Given request: Render the part that opens with the line containing "task: segment the fingers" and closes with the line containing "275 141 L 262", both lines included, as a two-column CSV with the headers text and answer. Give one row per item, with each value in a single quoted field and its line breaks replaced by spaces.

Records for processing:
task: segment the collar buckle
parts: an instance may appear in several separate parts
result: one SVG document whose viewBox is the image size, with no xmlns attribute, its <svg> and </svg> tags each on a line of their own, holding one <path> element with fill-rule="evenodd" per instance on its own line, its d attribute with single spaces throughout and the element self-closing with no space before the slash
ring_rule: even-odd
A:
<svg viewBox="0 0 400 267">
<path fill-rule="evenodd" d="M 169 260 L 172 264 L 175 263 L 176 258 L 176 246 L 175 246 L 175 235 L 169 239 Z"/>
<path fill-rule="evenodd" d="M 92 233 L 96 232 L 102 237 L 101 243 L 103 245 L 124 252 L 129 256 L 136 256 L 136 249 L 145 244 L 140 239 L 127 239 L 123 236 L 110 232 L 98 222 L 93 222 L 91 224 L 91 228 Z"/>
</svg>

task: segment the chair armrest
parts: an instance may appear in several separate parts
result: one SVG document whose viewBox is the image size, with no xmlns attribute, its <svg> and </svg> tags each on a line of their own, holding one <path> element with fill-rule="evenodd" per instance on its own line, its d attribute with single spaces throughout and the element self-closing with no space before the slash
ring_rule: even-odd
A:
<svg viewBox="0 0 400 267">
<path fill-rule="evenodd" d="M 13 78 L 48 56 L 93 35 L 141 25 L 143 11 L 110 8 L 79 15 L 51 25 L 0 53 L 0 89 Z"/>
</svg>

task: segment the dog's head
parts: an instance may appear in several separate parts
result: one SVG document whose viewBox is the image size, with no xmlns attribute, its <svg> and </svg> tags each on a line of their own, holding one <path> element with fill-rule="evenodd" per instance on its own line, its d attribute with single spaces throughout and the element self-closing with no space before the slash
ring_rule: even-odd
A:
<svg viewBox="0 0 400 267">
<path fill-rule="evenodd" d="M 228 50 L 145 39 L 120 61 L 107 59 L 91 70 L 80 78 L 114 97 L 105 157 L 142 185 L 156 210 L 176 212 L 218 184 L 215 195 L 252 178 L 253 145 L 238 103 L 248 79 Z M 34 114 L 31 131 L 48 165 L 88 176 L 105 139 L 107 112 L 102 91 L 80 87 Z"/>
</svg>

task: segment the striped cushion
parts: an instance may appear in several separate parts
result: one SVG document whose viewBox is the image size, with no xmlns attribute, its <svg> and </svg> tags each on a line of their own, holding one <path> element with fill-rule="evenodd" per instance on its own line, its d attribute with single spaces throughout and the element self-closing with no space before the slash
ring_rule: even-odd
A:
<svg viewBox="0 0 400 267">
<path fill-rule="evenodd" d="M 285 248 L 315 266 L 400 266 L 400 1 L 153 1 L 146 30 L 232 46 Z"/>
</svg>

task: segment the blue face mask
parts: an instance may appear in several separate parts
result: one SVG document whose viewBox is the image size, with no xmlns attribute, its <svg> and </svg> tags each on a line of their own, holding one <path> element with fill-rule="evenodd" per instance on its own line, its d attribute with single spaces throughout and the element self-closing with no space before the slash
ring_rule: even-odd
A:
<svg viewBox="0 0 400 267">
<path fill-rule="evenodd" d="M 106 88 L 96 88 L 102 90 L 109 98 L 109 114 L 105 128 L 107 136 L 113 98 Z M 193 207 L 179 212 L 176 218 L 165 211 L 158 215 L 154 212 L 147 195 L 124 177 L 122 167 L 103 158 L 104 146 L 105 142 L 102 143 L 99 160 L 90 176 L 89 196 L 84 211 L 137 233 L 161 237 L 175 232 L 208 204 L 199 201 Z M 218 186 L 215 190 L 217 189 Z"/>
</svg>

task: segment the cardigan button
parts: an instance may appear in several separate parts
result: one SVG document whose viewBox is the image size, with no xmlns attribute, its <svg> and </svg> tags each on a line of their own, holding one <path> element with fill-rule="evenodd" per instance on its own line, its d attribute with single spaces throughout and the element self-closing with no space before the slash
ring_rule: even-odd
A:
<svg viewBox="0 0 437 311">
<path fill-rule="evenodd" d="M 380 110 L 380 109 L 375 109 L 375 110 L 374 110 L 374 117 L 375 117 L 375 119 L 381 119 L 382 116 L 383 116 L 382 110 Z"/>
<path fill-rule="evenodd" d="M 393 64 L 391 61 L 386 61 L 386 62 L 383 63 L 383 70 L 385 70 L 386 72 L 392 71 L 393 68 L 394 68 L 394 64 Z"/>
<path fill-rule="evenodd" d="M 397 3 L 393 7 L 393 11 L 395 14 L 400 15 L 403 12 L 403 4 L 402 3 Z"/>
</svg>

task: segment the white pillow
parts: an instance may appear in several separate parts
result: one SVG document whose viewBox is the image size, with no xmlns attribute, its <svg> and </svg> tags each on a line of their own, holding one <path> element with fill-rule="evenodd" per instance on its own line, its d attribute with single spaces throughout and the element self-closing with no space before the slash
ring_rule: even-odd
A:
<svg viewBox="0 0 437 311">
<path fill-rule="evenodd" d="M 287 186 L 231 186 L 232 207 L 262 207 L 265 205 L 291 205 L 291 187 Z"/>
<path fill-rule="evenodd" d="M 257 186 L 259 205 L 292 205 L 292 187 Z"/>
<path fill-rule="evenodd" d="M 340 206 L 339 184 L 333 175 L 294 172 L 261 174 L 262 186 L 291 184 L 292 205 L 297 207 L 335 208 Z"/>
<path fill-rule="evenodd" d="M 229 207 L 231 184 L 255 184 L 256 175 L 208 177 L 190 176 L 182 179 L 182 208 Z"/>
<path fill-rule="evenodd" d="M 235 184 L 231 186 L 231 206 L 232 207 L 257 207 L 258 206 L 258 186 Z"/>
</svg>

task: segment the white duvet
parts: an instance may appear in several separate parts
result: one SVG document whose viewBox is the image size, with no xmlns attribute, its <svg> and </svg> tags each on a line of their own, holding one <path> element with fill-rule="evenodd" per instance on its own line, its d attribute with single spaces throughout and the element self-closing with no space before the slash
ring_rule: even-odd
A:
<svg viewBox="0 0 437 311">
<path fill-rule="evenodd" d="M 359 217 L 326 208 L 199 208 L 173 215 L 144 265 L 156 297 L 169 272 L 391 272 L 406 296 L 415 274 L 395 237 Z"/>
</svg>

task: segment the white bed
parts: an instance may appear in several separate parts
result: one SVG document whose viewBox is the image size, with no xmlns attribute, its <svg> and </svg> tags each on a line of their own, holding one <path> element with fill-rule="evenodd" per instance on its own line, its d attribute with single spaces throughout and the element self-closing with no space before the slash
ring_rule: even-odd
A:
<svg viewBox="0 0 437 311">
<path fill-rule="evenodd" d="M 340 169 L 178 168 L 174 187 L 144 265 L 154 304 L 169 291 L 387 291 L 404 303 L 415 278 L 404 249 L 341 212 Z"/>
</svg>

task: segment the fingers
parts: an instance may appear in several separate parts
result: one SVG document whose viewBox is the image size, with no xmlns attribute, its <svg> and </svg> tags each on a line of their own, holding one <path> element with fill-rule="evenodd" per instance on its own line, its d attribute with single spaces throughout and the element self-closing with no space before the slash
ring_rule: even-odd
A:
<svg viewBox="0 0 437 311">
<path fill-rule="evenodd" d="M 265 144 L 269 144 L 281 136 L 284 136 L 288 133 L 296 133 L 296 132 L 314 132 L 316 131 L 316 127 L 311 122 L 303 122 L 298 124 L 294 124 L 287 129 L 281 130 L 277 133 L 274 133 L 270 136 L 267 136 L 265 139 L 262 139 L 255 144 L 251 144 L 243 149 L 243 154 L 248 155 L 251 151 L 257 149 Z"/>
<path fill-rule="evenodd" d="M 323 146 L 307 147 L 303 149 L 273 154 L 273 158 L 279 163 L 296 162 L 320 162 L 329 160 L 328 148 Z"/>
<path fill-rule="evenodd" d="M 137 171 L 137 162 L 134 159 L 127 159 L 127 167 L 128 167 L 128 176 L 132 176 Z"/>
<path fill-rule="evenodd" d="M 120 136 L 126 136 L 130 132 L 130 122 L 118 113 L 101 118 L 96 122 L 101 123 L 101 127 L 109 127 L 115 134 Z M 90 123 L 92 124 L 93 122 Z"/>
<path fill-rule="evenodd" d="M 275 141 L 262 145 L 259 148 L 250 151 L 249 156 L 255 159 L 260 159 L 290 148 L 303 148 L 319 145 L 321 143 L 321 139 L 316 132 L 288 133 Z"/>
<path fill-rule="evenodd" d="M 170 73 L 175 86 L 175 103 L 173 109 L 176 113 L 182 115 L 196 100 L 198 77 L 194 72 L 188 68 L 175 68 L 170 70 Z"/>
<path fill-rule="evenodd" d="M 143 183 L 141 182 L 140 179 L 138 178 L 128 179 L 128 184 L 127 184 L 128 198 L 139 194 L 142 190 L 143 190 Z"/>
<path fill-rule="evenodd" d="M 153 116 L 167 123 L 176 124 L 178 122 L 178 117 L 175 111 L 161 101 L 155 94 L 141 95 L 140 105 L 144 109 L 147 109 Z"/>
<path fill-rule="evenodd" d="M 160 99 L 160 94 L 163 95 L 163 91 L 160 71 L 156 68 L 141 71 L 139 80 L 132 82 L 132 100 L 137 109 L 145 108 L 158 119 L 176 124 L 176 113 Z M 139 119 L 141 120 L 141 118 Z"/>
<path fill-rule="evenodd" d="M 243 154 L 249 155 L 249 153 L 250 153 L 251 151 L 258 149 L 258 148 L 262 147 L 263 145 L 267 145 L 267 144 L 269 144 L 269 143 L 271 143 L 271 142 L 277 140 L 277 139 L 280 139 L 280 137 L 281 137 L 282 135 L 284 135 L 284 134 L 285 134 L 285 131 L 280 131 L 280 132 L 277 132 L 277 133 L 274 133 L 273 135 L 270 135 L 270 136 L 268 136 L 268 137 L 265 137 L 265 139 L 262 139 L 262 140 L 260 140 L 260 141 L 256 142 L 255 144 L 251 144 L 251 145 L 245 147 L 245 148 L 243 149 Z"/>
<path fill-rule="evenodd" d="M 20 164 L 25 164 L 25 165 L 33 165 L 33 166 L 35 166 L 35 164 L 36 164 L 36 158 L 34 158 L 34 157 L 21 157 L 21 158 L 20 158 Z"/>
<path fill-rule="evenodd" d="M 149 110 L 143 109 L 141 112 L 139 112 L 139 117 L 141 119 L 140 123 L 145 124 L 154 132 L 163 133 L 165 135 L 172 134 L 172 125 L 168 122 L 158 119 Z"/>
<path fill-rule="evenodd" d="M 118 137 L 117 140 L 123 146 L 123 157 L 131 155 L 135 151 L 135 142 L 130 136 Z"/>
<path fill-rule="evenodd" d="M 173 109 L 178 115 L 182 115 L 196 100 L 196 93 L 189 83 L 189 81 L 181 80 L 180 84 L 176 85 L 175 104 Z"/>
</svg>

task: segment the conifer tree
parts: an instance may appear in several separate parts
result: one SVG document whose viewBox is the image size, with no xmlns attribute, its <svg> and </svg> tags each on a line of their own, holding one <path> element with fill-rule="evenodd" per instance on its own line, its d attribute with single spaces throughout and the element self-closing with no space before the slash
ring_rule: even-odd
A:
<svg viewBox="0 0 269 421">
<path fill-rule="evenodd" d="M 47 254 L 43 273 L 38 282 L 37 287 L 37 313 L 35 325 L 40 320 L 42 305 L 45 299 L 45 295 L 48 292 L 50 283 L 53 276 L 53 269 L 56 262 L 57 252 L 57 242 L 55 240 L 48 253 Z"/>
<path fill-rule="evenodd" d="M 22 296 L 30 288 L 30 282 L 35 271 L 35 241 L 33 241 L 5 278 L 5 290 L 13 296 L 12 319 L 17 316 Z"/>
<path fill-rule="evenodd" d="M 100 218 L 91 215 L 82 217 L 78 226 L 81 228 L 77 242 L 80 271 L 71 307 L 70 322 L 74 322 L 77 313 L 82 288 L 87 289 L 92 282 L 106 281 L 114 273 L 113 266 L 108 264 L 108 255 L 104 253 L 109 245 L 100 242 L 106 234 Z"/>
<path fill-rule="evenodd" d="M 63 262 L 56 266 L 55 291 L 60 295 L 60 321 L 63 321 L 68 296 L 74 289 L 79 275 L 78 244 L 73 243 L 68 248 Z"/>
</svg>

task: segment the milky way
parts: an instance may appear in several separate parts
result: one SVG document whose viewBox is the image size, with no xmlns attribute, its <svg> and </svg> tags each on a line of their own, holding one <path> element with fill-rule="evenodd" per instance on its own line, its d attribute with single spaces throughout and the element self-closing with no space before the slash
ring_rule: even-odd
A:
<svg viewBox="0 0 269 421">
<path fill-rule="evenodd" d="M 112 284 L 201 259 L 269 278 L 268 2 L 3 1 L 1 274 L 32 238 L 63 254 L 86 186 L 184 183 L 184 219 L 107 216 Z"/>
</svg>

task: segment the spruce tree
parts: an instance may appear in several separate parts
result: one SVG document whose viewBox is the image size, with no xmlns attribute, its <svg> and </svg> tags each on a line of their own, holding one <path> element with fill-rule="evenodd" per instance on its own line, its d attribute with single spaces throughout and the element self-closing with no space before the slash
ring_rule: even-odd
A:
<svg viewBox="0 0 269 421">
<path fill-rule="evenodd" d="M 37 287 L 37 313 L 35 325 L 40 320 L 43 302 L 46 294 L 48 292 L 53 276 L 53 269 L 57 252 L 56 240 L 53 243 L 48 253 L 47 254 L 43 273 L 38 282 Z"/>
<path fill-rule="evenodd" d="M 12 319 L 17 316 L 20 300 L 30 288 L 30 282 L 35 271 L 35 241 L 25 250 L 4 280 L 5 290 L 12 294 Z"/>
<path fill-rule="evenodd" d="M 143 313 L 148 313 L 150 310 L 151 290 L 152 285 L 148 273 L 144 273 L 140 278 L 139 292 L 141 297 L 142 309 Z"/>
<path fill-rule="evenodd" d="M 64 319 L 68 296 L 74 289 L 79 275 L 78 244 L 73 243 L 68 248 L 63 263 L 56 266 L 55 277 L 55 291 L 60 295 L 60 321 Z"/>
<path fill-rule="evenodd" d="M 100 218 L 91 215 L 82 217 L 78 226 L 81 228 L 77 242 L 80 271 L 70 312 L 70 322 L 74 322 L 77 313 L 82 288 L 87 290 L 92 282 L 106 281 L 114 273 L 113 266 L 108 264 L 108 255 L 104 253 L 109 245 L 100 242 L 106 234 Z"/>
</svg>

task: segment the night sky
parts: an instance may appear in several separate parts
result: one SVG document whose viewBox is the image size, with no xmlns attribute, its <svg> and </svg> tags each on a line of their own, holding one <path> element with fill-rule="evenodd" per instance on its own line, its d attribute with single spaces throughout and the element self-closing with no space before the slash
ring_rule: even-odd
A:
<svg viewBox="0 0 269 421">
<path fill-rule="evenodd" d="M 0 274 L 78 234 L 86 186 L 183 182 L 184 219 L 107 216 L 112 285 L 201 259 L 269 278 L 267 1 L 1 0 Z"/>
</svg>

Result for this task:
text,answer
"task: segment the fingers parts: an instance may appear in several separate parts result: one SVG document whose viewBox is the image size, with no xmlns attribute, its <svg> and </svg> tags each on a line of their own, holding one <path> element with fill-rule=""evenodd"" per instance on its own line, its d attribute with single spaces throughout and the element self-closing with no space before the slash ring_rule: even-odd A:","<svg viewBox=""0 0 437 311""> <path fill-rule=""evenodd"" d=""M 265 144 L 269 144 L 281 136 L 284 136 L 288 133 L 296 133 L 296 132 L 314 132 L 316 131 L 316 127 L 311 122 L 303 122 L 298 124 L 294 124 L 287 129 L 281 130 L 277 133 L 274 133 L 270 136 L 267 136 L 265 139 L 262 139 L 255 144 L 251 144 L 243 149 L 243 154 L 248 155 L 251 151 L 257 149 Z""/> <path fill-rule=""evenodd"" d=""M 323 146 L 307 147 L 303 149 L 273 154 L 273 158 L 279 163 L 296 162 L 320 162 L 329 160 L 328 148 Z""/> <path fill-rule=""evenodd"" d=""M 137 171 L 137 162 L 134 159 L 127 159 L 127 167 L 128 167 L 128 176 L 132 176 Z""/> <path fill-rule=""evenodd"" d=""M 120 136 L 126 136 L 130 132 L 130 122 L 118 113 L 101 118 L 96 122 L 101 123 L 101 127 L 109 127 L 115 134 Z M 90 123 L 92 124 L 93 122 Z""/> <path fill-rule=""evenodd"" d=""M 275 141 L 262 145 L 259 148 L 250 151 L 249 156 L 255 159 L 260 159 L 290 148 L 303 148 L 319 145 L 321 143 L 321 139 L 316 132 L 288 133 Z""/>"